(EXTRACTED DATA):
-----

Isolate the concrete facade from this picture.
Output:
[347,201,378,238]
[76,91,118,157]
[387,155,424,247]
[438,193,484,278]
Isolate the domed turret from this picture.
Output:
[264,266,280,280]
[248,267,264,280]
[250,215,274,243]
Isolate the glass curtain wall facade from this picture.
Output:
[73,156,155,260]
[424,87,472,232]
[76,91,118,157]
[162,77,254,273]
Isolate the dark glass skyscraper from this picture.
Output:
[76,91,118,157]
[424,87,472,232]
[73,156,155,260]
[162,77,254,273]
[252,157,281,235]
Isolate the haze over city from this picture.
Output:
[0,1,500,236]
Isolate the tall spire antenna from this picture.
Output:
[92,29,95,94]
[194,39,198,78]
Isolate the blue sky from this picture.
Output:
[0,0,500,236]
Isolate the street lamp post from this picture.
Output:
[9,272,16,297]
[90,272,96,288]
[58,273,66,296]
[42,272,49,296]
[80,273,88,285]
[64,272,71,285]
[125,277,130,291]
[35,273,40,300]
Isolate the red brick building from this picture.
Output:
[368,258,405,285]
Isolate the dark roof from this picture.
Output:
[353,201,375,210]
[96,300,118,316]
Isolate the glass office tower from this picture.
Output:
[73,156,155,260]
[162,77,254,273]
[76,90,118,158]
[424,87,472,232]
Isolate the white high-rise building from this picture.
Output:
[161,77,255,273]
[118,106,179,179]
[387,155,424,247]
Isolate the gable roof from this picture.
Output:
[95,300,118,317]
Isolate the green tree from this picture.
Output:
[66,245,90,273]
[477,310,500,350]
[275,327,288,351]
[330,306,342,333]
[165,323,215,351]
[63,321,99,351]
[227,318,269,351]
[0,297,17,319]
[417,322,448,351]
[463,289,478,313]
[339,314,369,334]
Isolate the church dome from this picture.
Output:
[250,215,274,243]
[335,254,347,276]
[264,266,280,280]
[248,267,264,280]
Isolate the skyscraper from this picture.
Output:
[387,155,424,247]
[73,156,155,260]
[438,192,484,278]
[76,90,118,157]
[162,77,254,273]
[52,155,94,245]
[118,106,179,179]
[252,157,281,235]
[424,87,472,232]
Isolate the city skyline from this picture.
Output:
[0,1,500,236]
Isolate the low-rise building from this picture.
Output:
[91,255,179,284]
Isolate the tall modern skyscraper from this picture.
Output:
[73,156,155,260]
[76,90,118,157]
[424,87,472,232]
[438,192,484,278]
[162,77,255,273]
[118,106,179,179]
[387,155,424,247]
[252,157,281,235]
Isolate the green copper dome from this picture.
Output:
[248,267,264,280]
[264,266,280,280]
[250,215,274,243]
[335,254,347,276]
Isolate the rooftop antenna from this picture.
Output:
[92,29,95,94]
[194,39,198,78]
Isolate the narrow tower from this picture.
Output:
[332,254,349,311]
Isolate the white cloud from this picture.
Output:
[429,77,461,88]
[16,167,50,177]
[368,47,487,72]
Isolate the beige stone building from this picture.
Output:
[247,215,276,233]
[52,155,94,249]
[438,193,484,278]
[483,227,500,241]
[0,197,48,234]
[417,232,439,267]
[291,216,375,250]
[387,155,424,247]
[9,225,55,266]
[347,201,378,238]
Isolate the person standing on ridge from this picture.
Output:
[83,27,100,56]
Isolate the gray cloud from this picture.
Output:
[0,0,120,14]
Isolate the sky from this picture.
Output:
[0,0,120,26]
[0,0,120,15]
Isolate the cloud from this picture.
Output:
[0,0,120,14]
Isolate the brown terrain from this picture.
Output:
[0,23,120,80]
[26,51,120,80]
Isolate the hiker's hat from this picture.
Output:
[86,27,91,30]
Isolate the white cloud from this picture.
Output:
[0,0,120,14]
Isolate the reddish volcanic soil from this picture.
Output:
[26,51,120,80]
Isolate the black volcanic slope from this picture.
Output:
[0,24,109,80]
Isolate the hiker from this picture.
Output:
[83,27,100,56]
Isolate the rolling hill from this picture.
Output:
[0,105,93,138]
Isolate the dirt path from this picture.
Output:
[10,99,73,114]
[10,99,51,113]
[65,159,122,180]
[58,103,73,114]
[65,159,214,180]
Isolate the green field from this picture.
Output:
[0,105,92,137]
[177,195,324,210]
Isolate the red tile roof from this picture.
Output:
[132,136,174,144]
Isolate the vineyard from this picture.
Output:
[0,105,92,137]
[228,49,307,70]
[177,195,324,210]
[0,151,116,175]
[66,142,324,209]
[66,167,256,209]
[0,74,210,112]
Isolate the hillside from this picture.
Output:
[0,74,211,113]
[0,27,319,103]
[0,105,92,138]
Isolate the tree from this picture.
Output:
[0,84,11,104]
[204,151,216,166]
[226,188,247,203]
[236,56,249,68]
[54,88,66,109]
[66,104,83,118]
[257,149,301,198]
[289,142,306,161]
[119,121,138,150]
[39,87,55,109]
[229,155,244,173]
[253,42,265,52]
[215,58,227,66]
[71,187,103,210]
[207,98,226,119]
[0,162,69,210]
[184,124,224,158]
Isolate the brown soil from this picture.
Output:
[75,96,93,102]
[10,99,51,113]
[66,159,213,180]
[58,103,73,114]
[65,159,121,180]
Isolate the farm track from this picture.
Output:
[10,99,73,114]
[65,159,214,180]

-----

(OBJECTIVE): Please copy the data again, from the line with "Isolate the cloud from this picture." to the line with "[132,136,174,144]", keeping both of those lines.

(SOLUTION FOR THIS EXERCISE):
Isolate the cloud from this picture.
Output:
[0,0,120,14]
Isolate the brown terrain from this picture.
Output:
[0,23,120,80]
[26,51,120,80]
Isolate the hiker's hat from this picture.
Output:
[86,27,91,30]
Isolate the white cloud from this picture.
Output:
[0,0,120,14]
Isolate the reddish volcanic soil from this picture.
Output:
[26,51,120,80]
Isolate the black volcanic slope from this picture.
Output:
[0,24,109,80]
Isolate the hiker from this picture.
Output:
[83,27,100,56]
Isolate the rolling hill from this picture.
Output:
[0,105,93,138]
Isolate the dirt path from this picture.
Output:
[10,99,73,114]
[10,99,51,113]
[65,159,122,180]
[58,103,73,114]
[65,159,214,180]
Isolate the green field from this picture.
Output:
[0,105,92,137]
[177,195,324,210]
Isolate the red tile roof from this picture.
Output:
[132,136,174,144]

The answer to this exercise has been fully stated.